**Stored records**:
★ ★ ★ ★ ★

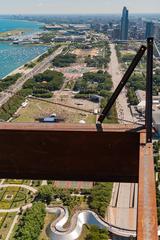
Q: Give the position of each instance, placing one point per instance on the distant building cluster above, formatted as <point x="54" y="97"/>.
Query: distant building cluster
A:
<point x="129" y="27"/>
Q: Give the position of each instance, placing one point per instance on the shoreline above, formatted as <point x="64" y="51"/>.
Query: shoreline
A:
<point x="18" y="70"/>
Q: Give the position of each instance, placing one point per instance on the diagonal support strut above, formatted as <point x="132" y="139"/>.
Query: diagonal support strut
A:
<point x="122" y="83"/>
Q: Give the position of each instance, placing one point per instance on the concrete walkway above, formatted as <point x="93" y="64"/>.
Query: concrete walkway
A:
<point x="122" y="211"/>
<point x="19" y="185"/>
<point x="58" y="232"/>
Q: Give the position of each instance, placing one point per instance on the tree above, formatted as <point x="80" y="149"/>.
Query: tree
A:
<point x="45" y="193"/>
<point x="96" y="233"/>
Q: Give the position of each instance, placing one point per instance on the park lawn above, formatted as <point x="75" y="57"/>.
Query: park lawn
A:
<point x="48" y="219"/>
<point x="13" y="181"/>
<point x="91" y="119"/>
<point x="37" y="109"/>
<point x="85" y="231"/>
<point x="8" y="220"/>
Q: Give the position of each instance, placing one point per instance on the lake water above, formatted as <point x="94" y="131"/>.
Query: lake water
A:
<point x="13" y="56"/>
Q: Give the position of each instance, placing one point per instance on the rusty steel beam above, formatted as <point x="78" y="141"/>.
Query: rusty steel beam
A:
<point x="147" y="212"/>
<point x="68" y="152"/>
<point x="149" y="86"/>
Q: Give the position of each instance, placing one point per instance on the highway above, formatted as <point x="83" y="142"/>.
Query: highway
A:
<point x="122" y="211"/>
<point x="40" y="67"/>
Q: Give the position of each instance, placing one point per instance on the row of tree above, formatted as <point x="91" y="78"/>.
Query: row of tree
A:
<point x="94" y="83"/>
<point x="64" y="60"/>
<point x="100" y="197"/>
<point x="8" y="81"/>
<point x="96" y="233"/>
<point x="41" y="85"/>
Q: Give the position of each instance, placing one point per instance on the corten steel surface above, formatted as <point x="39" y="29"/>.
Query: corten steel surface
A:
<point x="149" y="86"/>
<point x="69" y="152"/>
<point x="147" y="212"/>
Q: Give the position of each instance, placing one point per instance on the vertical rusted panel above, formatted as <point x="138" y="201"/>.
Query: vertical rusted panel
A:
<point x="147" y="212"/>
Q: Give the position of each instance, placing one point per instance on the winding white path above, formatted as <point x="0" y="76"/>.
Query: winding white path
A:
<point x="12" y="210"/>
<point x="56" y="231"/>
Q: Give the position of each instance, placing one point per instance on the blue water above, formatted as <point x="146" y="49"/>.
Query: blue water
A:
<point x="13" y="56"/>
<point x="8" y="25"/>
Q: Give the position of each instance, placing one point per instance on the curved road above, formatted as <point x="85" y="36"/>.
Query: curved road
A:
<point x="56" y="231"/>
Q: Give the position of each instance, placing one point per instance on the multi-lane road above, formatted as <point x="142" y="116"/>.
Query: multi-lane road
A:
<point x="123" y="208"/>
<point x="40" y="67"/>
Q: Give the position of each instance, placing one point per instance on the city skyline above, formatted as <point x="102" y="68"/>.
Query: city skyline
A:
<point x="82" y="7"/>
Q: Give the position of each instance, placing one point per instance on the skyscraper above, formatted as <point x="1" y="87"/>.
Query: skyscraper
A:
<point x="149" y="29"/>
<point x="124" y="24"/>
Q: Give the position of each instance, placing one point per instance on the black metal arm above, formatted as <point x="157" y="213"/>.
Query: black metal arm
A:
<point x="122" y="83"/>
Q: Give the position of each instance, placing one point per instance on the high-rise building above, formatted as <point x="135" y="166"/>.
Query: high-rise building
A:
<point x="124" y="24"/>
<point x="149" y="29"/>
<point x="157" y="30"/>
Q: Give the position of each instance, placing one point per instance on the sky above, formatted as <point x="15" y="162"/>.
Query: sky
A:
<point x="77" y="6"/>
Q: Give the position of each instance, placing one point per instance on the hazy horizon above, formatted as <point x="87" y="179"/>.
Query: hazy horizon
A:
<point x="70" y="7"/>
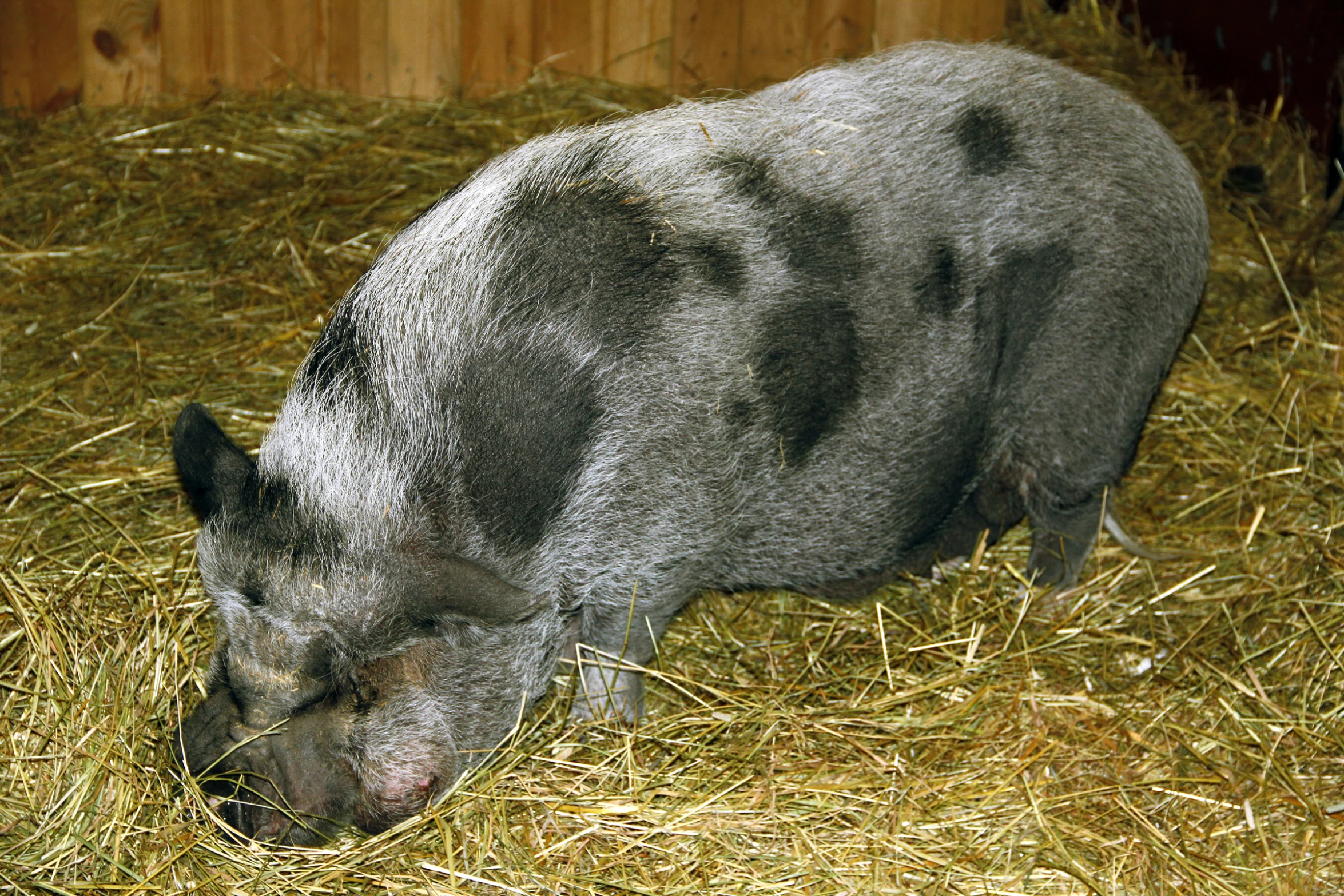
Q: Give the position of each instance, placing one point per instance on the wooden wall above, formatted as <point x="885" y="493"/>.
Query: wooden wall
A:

★ ★ ★ ★ ★

**Aim of the task**: Using only the entries above, output the line with "Query: park lawn", the line with "Query: rusty steel beam", and all lines between them, exactly as they stand.

**Solution to this task**:
Query: park lawn
A:
<point x="48" y="219"/>
<point x="13" y="181"/>
<point x="91" y="119"/>
<point x="37" y="109"/>
<point x="85" y="231"/>
<point x="8" y="220"/>
Q: Give the position of each instance, placing one point per instance on the lake water above, formatted as <point x="94" y="131"/>.
Query: lake water
A:
<point x="13" y="56"/>
Q: Give the position of each instance, placing one point per instance on the rusty steel beam above, formatted as <point x="78" y="141"/>.
Query: rusty steel beam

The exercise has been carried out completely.